### SOURCE DATA

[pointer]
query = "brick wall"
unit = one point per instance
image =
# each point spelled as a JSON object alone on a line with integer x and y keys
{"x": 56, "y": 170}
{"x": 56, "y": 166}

### YOUR INSTRUCTIONS
Copy every row above again line for line, keeping each character unchanged.

### WRITTEN ANSWER
[pointer]
query = "brick wall"
unit = one point per instance
image =
# each point spelled as a JSON object alone on a line with integer x and y keys
{"x": 56, "y": 170}
{"x": 56, "y": 166}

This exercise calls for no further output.